(Records from a point labeling set)
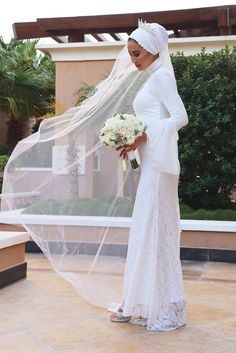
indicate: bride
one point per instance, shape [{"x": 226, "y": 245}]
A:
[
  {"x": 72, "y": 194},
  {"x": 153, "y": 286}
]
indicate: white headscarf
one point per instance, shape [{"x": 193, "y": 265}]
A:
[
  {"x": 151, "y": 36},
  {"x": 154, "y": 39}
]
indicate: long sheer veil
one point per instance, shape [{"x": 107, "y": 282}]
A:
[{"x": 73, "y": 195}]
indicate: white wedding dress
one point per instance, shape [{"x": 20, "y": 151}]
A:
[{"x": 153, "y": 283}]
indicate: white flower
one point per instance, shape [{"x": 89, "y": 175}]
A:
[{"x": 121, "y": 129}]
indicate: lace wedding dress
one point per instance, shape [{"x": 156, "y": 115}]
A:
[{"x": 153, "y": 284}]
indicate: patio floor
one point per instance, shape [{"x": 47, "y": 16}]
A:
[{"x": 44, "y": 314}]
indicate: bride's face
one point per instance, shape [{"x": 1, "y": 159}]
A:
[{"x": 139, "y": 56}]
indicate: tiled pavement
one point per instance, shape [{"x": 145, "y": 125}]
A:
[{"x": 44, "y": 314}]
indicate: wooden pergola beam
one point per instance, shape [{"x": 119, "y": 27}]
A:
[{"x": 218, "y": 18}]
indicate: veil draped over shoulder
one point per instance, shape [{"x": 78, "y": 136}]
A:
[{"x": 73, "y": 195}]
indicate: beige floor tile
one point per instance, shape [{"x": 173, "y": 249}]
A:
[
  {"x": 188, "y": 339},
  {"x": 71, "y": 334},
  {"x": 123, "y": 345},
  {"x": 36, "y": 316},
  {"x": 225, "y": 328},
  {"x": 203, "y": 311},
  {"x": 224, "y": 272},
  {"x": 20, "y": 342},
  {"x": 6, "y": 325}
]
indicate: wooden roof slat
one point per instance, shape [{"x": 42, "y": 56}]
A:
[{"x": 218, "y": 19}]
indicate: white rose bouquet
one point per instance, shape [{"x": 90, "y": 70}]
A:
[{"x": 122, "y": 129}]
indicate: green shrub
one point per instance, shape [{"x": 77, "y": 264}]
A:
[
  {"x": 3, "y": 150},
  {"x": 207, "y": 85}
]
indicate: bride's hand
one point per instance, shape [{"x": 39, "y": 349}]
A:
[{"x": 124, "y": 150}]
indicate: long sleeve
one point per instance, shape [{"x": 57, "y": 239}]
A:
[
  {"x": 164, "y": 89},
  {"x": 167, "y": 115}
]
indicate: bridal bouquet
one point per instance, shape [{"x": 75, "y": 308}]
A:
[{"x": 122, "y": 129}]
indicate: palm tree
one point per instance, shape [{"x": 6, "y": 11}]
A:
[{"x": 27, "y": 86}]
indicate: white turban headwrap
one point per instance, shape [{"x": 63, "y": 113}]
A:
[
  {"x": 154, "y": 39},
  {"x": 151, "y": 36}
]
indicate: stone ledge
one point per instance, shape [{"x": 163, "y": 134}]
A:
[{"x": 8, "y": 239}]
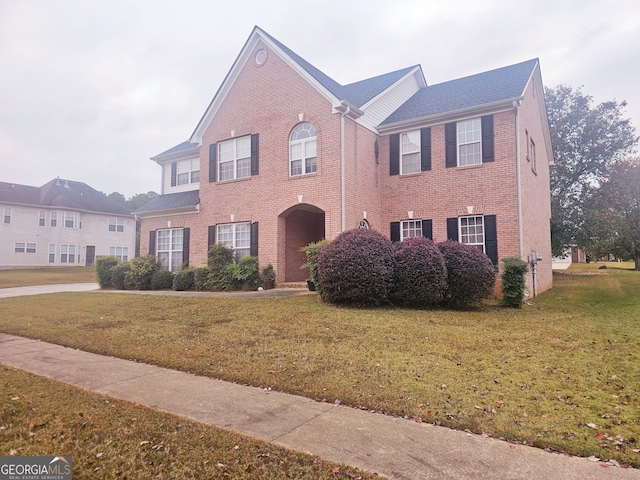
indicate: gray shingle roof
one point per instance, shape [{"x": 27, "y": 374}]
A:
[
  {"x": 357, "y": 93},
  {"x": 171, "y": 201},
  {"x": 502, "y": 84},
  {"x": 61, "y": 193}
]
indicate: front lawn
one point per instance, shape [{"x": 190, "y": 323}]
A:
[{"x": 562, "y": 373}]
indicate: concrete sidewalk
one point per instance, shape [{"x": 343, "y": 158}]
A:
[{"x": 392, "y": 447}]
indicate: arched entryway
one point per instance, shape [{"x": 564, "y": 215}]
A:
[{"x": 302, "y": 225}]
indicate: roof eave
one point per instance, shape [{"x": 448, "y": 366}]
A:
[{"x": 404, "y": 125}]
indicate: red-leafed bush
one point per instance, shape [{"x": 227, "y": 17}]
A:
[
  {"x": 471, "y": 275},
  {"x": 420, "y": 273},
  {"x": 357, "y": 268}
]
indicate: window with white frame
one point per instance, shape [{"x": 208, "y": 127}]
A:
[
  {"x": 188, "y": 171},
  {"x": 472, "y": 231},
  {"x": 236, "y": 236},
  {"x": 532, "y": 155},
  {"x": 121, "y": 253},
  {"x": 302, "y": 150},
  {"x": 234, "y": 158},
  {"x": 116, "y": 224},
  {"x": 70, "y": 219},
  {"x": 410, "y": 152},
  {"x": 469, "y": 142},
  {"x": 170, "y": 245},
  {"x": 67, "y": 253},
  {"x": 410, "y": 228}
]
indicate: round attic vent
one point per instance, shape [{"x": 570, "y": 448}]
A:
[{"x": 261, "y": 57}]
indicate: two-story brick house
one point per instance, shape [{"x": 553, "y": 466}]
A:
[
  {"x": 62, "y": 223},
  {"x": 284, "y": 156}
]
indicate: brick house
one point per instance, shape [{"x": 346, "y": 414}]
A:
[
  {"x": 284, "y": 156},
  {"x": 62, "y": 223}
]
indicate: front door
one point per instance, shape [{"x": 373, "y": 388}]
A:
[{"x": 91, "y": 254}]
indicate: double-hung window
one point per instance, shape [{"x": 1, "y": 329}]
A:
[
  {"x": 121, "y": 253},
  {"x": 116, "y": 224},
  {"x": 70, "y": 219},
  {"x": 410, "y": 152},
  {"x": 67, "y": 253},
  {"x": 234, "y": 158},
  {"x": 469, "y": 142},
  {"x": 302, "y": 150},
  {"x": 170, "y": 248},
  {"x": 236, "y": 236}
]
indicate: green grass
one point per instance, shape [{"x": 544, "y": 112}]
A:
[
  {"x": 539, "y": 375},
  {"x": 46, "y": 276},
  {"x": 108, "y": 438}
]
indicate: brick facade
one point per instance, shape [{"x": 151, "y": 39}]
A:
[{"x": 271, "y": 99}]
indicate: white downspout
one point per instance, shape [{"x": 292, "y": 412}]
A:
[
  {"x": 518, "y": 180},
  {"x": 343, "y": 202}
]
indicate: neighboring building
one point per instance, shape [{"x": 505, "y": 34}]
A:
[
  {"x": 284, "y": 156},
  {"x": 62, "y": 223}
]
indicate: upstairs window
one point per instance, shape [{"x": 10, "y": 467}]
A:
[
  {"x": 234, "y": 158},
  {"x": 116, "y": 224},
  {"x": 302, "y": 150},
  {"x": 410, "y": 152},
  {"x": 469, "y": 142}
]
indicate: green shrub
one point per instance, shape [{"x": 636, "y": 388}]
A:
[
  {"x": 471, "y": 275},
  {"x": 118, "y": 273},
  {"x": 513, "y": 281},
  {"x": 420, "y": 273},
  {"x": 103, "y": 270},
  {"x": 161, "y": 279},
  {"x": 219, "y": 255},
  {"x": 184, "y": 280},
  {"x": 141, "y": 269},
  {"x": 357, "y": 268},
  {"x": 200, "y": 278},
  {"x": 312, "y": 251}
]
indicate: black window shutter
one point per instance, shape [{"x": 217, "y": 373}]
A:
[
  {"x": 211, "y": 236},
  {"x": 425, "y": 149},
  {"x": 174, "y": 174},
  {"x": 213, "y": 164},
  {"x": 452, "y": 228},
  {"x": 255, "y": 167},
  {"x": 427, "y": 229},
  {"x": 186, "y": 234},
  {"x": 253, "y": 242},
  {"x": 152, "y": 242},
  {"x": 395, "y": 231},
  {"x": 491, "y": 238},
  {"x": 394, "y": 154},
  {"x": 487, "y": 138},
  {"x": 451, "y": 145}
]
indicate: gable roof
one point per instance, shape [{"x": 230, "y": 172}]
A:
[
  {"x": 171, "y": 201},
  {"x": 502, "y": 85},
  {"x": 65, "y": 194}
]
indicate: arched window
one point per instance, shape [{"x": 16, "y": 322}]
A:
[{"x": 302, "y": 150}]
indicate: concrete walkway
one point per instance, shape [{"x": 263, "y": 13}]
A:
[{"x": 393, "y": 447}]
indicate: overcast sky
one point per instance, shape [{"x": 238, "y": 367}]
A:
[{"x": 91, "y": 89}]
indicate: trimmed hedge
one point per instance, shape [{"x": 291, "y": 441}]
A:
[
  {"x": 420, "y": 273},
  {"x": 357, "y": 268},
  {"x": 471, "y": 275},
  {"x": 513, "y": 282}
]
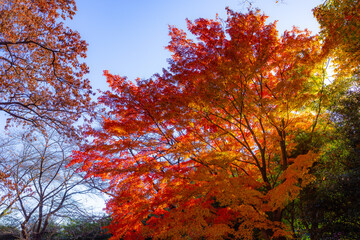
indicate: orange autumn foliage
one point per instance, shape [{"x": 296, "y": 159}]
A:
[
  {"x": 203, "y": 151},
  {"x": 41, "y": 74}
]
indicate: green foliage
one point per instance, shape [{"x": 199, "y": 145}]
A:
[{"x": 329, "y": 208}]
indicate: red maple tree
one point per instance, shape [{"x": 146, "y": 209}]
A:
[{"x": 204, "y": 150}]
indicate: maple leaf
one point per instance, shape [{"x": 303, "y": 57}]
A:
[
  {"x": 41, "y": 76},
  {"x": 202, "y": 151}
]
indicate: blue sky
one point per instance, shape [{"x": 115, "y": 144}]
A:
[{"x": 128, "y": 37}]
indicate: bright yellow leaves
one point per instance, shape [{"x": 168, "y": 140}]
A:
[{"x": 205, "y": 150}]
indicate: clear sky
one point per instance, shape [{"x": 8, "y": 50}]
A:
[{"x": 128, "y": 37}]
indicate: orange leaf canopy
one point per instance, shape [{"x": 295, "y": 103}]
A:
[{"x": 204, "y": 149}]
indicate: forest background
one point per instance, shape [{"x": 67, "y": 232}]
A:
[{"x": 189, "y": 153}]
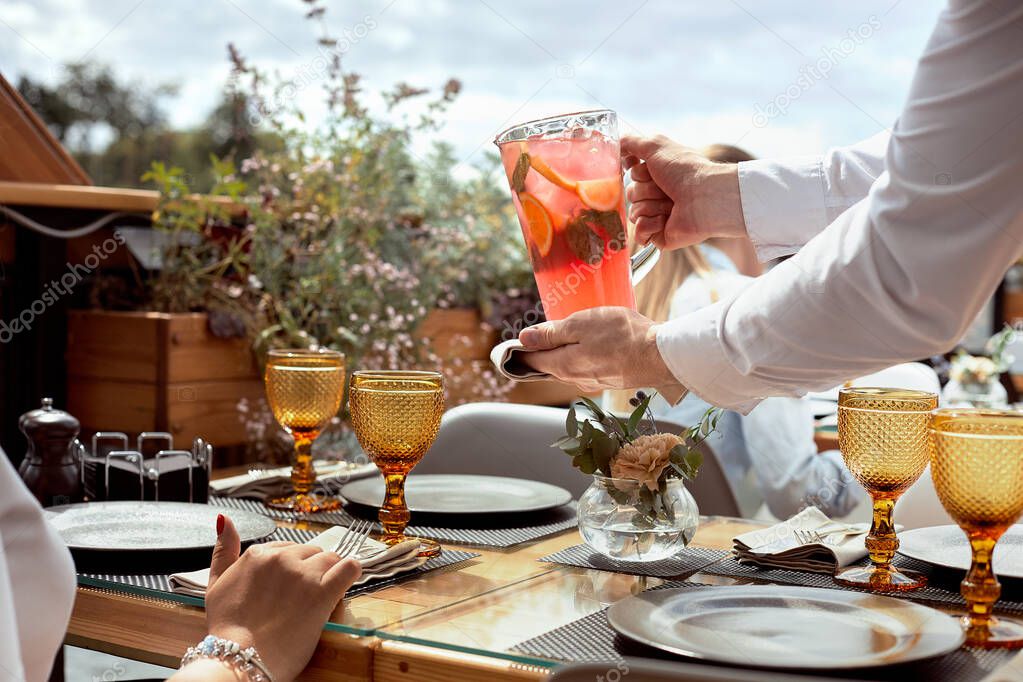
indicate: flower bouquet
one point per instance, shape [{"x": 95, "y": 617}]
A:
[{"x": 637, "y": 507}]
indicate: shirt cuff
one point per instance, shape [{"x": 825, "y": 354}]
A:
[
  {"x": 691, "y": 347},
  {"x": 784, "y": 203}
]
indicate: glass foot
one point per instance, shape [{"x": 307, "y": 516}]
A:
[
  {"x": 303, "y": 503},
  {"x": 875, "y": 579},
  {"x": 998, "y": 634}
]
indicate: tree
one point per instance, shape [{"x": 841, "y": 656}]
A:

**SHORT EXERCISE**
Copy exactly the lines from the one containing "indicate: arched window" through the final line of the records above, both included, and leave out any pictures.

**SOLUTION TO THE EXERCISE**
indicate: arched window
one point per instance, shape [{"x": 16, "y": 322}]
A:
[{"x": 302, "y": 150}]
indicate: concrete walkway
one point per instance, shape [{"x": 263, "y": 13}]
A:
[{"x": 393, "y": 447}]
indicate: overcast sky
one point per instance, shape [{"x": 238, "y": 367}]
A:
[{"x": 91, "y": 89}]
indicate: trimmed hedge
one point per instance, shape [{"x": 291, "y": 441}]
A:
[
  {"x": 420, "y": 273},
  {"x": 357, "y": 268},
  {"x": 471, "y": 275},
  {"x": 513, "y": 282}
]
indicate: orange autumn foliage
one point per instance, shape [{"x": 296, "y": 159}]
A:
[
  {"x": 203, "y": 151},
  {"x": 41, "y": 74}
]
indicate: green foliage
one point per instance, shape [{"x": 199, "y": 145}]
A:
[{"x": 329, "y": 208}]
indicate: red maple tree
one point per instance, shape [{"x": 146, "y": 209}]
A:
[{"x": 204, "y": 150}]
indicate: maple leaf
one point per instance, shape [{"x": 303, "y": 57}]
A:
[
  {"x": 41, "y": 76},
  {"x": 202, "y": 151}
]
indicate: blue sky
one point per instance, shape [{"x": 115, "y": 144}]
A:
[{"x": 128, "y": 37}]
indicate: bright yellow leaves
one point per instance, shape [{"x": 168, "y": 140}]
A:
[{"x": 205, "y": 150}]
indicate: clear sky
one point per instance, shape [{"x": 8, "y": 50}]
A:
[{"x": 128, "y": 37}]
indicate: orange leaf canopy
one point per instance, shape [{"x": 295, "y": 103}]
A:
[{"x": 204, "y": 149}]
indicate: forest background
one point per instance, shape [{"x": 67, "y": 232}]
A:
[{"x": 189, "y": 153}]
indicate: flower bouquet
one point per instance, shape [{"x": 95, "y": 617}]
A:
[{"x": 637, "y": 507}]
indicate: shirt cuff
one point per instance, shape [{"x": 825, "y": 354}]
A:
[
  {"x": 691, "y": 347},
  {"x": 784, "y": 203}
]
indicate: glass foot
one point per instance, shape [{"x": 307, "y": 516}]
A:
[
  {"x": 303, "y": 503},
  {"x": 875, "y": 579},
  {"x": 998, "y": 634}
]
indicate: tree
one point per instance, shape [{"x": 841, "y": 656}]
A:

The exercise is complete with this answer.